## DOCUMENT SECTION
Home National NIMT trainees struggle to get job attachments

By Matheus Hamutenya

KEETMANSHOOP – Companies are reluctant to take in Namibian Institute of Mining and Technology (NIMT) trainees for practical job experience, making it difficult for apprentices to complete their studies with the desired knowledge.

The principal of the NIMT branch in Keetmanshoop, Eugene Bingham, has called on companies to get on board and open doors to students to shape their skills in the different trades they specialised in.

He explained that although trainees need to be trained theoretically as well as practically for them to be good end-products and ready for the job market when they leave the institution, companies are unwilling to grant them a chance to do their practicals.

“Due to the economic climate that we are in and other factors, companies are taking less and less trainees,” he said joylessly.
Bingham acknowledged that despite the fact that the industry is small and cannot accommodate all trainees, there are companies that are giving it their best shot to help trainees get job attachment placements but the majority are less helpful.

He fumed at how the institution’s hard attempts to get places for the Level One trainees are often in vain as companies are circumspect at taking them due to their lack of knowledge.

“Placing Level One trainees is a big problem because people say they know nothing, but we must all start somewhere,” he accentuated.
With the current trainees mostly from northern parts of Namibia, according to Bingham, he urged southern youth to wake up and grab opportunities to study at institutions, which are at their doorsteps.

He explained that most trainees are government funded but the funds do not cater for accommodation and youth from nearby places should take school seriously and get into the system, as they will not have headaches over accommodation.

The institution has about 282 trainees in five different trades at the moment, with the next intake due in March.

## TASK LIST
[A] Retype the passage of the article on NIMT trainees from "With the current" up to and including "at their doorsteps.".
[B] Answer the following questions using the article on NIMT trainees.
(i) Who is the principal of the NIMT branch in Keetmanshoop?
(ii) From which parts of Namibia do the current trainees mostly come?
(iii) Approximately how many trainees does the institution currently have?

(Recorded data)

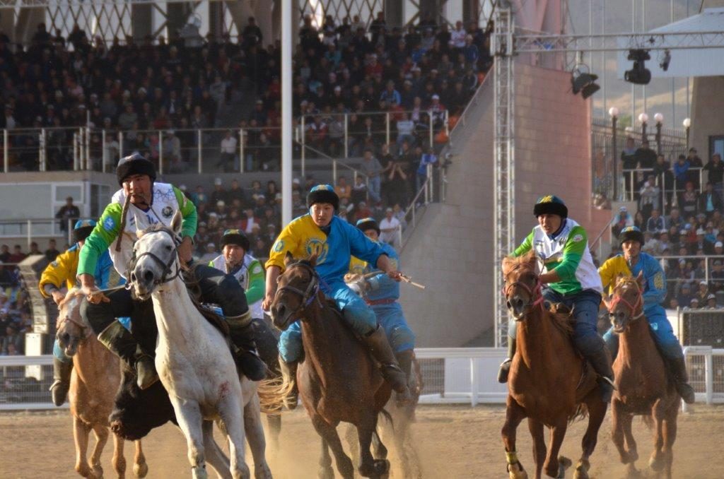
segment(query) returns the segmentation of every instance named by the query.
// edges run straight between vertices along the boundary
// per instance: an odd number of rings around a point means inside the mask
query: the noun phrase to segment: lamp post
[[[646,138],[646,122],[649,121],[649,115],[642,113],[639,115],[639,121],[641,122],[641,140],[645,141]]]
[[[616,158],[616,122],[618,121],[618,109],[612,106],[608,109],[608,114],[611,116],[611,159],[613,161],[613,198],[614,201],[618,200],[618,160]]]
[[[686,150],[688,151],[689,150],[689,130],[691,128],[691,118],[684,118],[683,119],[683,123],[682,124],[683,124],[684,130],[686,130]]]
[[[656,153],[658,155],[661,154],[661,124],[664,121],[664,116],[660,113],[657,113],[654,115],[654,119],[656,121]]]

## EXERCISE RESULTS
[A]
With the current trainees mostly from northern parts of Namibia, according to Bingham, he urged southern youth to wake up and grab opportunities to study at institutions, which are at their doorsteps.

[B]
(i) Eugene Bingham
(ii) The northern parts of Namibia
(iii) About 282